● Entries
---

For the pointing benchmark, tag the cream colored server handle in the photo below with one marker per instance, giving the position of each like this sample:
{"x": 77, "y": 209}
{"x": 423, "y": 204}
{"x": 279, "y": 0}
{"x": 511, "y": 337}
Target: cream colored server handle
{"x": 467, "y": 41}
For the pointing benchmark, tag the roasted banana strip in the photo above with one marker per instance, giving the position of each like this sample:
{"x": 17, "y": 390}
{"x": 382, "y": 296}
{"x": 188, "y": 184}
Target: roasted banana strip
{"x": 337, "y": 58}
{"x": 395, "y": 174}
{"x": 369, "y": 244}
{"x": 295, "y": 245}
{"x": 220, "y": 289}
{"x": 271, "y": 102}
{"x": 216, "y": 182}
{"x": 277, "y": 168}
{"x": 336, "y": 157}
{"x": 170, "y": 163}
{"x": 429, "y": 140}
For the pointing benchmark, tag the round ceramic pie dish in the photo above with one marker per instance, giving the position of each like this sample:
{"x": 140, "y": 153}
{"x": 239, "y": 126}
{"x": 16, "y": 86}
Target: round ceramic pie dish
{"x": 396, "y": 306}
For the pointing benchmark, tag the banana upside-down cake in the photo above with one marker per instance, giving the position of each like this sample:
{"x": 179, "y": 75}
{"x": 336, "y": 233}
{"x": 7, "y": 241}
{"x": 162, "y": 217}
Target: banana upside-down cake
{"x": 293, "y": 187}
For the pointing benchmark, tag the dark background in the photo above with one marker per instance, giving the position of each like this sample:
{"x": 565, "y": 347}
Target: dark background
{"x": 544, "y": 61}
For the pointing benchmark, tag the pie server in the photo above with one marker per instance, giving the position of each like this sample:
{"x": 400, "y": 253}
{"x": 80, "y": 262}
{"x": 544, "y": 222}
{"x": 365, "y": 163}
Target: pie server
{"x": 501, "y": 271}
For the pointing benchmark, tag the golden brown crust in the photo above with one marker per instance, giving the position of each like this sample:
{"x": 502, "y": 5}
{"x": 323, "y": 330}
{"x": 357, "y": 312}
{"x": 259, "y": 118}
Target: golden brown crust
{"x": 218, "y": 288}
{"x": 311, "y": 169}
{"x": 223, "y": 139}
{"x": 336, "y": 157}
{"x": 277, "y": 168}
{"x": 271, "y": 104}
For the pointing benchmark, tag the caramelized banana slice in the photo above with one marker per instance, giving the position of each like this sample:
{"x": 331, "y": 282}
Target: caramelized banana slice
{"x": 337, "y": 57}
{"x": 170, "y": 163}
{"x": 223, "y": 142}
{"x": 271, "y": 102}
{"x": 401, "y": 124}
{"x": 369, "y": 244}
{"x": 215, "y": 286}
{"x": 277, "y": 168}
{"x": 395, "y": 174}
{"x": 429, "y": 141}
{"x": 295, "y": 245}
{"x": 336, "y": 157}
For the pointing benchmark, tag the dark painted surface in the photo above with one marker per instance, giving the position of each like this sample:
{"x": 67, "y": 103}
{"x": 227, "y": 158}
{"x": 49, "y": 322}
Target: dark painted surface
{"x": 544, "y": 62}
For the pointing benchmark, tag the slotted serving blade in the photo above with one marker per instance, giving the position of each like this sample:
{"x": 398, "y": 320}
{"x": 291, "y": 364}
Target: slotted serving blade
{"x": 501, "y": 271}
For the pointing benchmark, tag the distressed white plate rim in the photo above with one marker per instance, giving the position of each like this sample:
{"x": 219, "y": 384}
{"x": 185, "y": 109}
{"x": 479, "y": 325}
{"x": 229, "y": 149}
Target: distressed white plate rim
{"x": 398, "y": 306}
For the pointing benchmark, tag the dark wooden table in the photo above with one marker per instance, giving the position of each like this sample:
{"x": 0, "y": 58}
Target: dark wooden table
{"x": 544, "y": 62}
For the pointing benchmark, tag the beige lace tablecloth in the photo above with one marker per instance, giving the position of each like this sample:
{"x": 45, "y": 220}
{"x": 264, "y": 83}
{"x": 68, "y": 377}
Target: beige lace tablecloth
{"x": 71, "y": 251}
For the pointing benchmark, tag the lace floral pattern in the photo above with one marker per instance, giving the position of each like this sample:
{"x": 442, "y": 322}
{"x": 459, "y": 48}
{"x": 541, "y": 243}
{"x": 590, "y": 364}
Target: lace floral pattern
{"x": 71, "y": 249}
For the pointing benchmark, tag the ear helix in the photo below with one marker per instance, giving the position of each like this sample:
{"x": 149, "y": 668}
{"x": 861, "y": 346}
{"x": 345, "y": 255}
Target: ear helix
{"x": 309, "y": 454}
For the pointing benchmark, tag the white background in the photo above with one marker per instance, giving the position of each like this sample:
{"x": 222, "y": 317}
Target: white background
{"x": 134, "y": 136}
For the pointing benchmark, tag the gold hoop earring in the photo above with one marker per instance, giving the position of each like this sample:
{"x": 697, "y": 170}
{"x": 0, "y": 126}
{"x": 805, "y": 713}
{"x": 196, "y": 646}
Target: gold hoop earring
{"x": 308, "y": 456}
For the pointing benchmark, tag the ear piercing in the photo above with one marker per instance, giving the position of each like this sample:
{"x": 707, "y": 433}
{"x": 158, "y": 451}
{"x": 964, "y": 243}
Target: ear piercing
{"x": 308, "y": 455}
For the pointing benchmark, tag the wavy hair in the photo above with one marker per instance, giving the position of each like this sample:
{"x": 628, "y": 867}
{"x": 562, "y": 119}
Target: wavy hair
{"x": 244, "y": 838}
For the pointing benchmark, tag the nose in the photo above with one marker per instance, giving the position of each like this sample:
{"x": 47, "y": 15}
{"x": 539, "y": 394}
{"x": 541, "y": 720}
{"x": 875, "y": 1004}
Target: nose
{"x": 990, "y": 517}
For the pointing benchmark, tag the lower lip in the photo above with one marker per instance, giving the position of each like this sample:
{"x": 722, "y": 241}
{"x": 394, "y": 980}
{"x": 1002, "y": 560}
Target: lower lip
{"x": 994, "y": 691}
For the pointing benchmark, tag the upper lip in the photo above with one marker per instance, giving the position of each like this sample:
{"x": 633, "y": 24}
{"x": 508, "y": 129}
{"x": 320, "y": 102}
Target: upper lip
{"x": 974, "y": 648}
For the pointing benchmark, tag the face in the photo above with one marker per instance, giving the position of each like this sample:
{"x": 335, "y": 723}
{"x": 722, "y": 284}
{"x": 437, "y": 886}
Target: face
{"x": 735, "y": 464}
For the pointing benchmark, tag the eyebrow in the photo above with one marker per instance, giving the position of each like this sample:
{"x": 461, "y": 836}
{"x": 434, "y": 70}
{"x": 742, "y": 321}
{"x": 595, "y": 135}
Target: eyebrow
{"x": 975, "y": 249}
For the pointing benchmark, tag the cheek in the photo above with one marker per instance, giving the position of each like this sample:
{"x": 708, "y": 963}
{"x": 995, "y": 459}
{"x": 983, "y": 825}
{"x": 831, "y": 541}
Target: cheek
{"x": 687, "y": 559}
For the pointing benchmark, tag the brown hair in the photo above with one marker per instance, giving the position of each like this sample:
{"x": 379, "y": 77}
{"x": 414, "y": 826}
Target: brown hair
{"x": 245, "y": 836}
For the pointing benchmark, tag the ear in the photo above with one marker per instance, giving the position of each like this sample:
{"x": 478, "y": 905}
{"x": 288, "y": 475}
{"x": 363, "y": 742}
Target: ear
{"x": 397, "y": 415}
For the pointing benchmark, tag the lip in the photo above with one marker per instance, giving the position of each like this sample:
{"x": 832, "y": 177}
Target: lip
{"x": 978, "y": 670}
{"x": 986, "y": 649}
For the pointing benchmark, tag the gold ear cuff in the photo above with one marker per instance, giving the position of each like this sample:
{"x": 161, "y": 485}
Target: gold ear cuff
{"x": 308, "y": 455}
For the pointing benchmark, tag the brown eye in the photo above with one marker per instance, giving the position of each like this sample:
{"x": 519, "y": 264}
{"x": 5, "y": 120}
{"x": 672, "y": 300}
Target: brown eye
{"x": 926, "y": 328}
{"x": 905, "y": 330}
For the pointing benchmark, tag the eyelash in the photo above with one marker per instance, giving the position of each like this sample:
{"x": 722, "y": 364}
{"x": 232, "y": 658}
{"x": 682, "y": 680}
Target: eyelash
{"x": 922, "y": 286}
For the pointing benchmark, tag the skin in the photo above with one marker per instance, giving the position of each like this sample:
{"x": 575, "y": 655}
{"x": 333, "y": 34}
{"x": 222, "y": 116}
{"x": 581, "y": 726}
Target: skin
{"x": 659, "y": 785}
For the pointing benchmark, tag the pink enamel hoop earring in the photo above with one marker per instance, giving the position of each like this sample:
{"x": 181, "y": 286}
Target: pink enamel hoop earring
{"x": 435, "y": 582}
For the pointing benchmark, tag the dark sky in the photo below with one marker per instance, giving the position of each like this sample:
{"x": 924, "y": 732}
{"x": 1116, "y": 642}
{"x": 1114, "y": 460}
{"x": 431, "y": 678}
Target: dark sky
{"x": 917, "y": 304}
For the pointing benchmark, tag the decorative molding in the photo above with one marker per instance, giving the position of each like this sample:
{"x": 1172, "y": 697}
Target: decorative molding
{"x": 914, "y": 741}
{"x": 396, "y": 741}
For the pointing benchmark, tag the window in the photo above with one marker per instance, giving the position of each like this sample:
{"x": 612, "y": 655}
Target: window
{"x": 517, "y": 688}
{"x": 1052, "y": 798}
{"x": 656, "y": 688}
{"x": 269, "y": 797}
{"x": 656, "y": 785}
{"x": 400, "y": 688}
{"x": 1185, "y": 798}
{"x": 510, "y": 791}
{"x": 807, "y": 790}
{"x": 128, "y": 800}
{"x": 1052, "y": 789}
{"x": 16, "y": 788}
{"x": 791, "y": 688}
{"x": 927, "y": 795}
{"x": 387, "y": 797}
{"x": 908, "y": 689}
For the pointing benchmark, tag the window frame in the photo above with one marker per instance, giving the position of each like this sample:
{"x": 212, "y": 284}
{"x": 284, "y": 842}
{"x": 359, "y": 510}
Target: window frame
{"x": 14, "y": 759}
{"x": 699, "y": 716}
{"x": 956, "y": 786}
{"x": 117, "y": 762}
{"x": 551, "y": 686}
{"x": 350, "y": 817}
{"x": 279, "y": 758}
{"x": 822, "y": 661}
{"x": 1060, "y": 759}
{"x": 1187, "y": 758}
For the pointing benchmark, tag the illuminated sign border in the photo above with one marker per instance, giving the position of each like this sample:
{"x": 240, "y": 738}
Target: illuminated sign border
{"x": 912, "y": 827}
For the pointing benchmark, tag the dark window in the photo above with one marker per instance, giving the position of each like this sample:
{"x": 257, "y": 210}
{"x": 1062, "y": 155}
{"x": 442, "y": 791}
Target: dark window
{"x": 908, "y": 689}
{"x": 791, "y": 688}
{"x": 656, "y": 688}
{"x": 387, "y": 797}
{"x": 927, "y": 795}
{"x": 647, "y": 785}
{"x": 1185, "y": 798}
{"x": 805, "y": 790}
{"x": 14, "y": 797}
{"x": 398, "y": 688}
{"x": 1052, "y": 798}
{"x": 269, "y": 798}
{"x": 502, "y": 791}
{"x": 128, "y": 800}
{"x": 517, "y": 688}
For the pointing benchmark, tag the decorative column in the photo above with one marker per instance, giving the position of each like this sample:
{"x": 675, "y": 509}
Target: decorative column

---

● Task directions
Copy the listing above word for word, starting at its first line and ending with the line that contains "Target: cream colored server handle", including both of those lines.

● Exercise answer
For the pointing benchmark, tag the cream colored server handle in the photo below with one marker per instance, giving the position of each like this sample:
{"x": 77, "y": 209}
{"x": 423, "y": 204}
{"x": 279, "y": 0}
{"x": 511, "y": 337}
Target: cream colored server handle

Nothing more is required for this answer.